---------- Stored records ----------

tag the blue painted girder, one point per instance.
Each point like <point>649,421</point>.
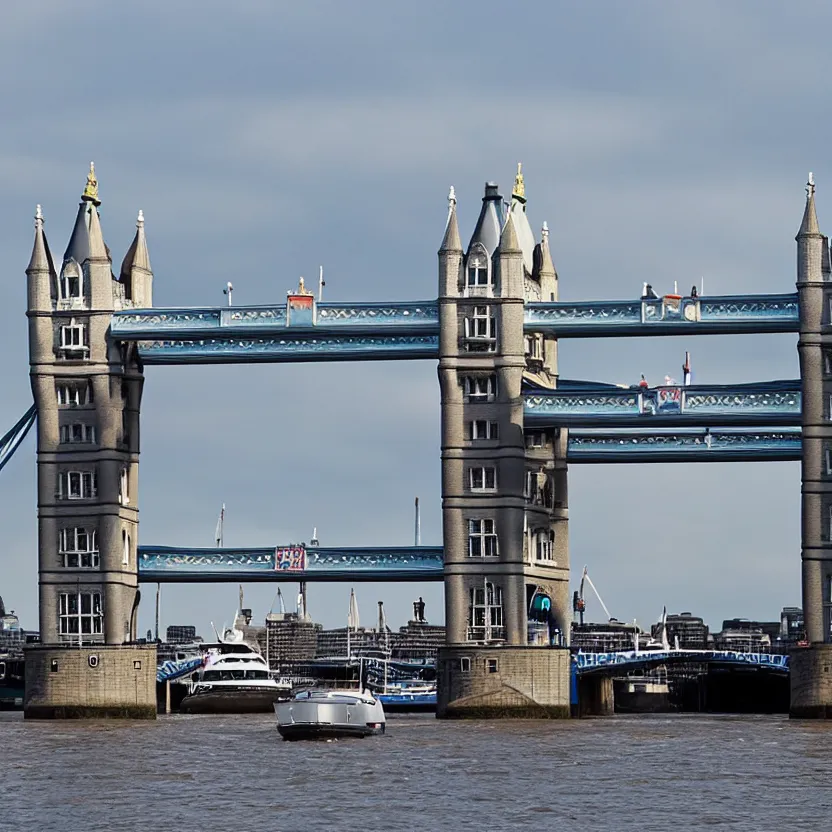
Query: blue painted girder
<point>167,564</point>
<point>250,334</point>
<point>718,445</point>
<point>410,330</point>
<point>669,315</point>
<point>763,404</point>
<point>617,662</point>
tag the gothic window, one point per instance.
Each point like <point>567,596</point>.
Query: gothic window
<point>544,540</point>
<point>74,339</point>
<point>123,487</point>
<point>482,539</point>
<point>80,615</point>
<point>480,388</point>
<point>485,613</point>
<point>483,429</point>
<point>77,485</point>
<point>78,548</point>
<point>73,393</point>
<point>482,479</point>
<point>71,284</point>
<point>76,434</point>
<point>481,330</point>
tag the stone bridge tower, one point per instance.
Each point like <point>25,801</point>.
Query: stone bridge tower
<point>503,490</point>
<point>87,389</point>
<point>811,667</point>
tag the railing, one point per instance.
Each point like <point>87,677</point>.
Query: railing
<point>766,403</point>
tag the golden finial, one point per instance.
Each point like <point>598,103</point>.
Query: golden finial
<point>519,185</point>
<point>91,190</point>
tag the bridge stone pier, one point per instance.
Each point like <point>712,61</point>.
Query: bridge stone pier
<point>811,667</point>
<point>503,491</point>
<point>87,390</point>
<point>510,423</point>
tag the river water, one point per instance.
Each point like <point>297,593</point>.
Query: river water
<point>235,774</point>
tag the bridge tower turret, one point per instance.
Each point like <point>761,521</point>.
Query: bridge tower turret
<point>811,684</point>
<point>494,662</point>
<point>87,389</point>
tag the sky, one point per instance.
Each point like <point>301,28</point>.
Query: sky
<point>660,141</point>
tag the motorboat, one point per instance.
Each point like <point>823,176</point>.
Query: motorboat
<point>330,714</point>
<point>234,679</point>
<point>409,696</point>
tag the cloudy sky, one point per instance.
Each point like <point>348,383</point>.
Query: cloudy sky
<point>661,141</point>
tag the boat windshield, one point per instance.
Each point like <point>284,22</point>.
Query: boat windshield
<point>233,675</point>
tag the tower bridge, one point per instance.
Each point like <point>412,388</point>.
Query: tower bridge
<point>510,426</point>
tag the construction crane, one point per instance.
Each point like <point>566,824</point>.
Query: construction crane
<point>579,602</point>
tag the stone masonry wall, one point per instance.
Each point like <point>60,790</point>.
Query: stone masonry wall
<point>62,683</point>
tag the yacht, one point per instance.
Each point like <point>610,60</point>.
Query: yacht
<point>330,714</point>
<point>234,679</point>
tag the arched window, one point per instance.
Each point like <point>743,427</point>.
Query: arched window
<point>485,613</point>
<point>478,278</point>
<point>124,487</point>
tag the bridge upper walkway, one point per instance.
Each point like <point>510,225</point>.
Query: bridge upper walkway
<point>410,330</point>
<point>626,660</point>
<point>168,564</point>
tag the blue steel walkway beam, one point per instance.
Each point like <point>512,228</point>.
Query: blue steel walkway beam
<point>327,332</point>
<point>764,404</point>
<point>167,564</point>
<point>717,445</point>
<point>669,315</point>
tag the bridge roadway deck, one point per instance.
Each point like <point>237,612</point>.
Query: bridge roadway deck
<point>167,564</point>
<point>410,330</point>
<point>628,660</point>
<point>760,404</point>
<point>587,447</point>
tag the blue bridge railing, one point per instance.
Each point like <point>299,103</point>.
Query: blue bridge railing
<point>167,564</point>
<point>630,659</point>
<point>684,446</point>
<point>410,329</point>
<point>773,403</point>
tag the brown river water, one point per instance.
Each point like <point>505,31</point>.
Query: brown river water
<point>235,774</point>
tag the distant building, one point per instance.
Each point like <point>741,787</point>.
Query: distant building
<point>291,638</point>
<point>607,637</point>
<point>180,634</point>
<point>691,631</point>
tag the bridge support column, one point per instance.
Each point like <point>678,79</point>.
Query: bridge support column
<point>811,666</point>
<point>504,524</point>
<point>595,695</point>
<point>87,389</point>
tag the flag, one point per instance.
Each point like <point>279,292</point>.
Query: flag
<point>220,521</point>
<point>352,616</point>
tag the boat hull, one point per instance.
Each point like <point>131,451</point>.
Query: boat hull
<point>320,719</point>
<point>232,702</point>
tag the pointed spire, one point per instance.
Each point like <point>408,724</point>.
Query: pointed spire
<point>91,189</point>
<point>546,267</point>
<point>519,190</point>
<point>98,248</point>
<point>137,256</point>
<point>489,223</point>
<point>451,241</point>
<point>508,239</point>
<point>41,259</point>
<point>809,226</point>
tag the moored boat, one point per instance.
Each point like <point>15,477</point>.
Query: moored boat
<point>330,714</point>
<point>234,679</point>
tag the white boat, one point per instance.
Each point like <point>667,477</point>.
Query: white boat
<point>330,714</point>
<point>233,679</point>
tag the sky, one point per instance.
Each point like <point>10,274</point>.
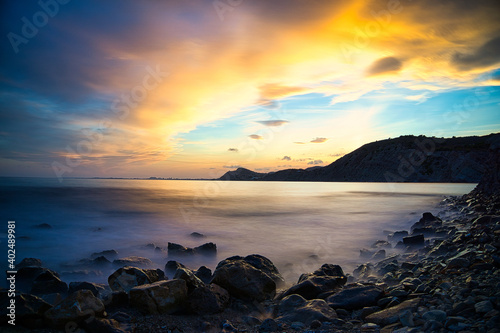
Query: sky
<point>195,88</point>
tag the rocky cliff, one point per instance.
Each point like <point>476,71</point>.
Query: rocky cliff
<point>404,159</point>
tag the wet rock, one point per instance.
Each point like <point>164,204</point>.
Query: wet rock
<point>133,261</point>
<point>192,281</point>
<point>179,250</point>
<point>171,267</point>
<point>414,241</point>
<point>206,249</point>
<point>108,254</point>
<point>75,308</point>
<point>379,255</point>
<point>93,287</point>
<point>102,325</point>
<point>208,299</point>
<point>437,315</point>
<point>295,308</point>
<point>28,309</point>
<point>162,297</point>
<point>391,315</point>
<point>483,307</point>
<point>268,325</point>
<point>48,283</point>
<point>355,298</point>
<point>397,236</point>
<point>325,279</point>
<point>126,278</point>
<point>29,262</point>
<point>204,274</point>
<point>243,280</point>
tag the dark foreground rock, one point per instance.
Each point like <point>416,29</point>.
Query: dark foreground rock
<point>251,278</point>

----------

> **What is required**
Reproduce every line of the items, from the very first one through the line containing "<point>91,190</point>", with both of those lines included. Leave out the pictures.

> **Reply**
tag the blue painted girder, one point per instance.
Each point like <point>649,421</point>.
Query: blue painted girder
<point>167,564</point>
<point>250,334</point>
<point>718,445</point>
<point>410,330</point>
<point>669,315</point>
<point>763,404</point>
<point>617,662</point>
tag the gothic window, one point per instance.
Each point like <point>567,596</point>.
Query: gothic window
<point>544,540</point>
<point>74,339</point>
<point>123,487</point>
<point>482,539</point>
<point>80,615</point>
<point>480,388</point>
<point>485,613</point>
<point>483,429</point>
<point>77,485</point>
<point>78,548</point>
<point>73,393</point>
<point>482,479</point>
<point>71,284</point>
<point>76,434</point>
<point>481,330</point>
tag the stone bridge tower, one point per instance.
Each point like <point>25,801</point>.
Query: stone bridge tower
<point>503,490</point>
<point>87,389</point>
<point>811,667</point>
tag the railing, one point per instance.
Each point like <point>87,677</point>.
Query: railing
<point>766,403</point>
tag the golden finial, one point per instance.
Each point like <point>598,103</point>.
Query: golden finial
<point>519,185</point>
<point>91,190</point>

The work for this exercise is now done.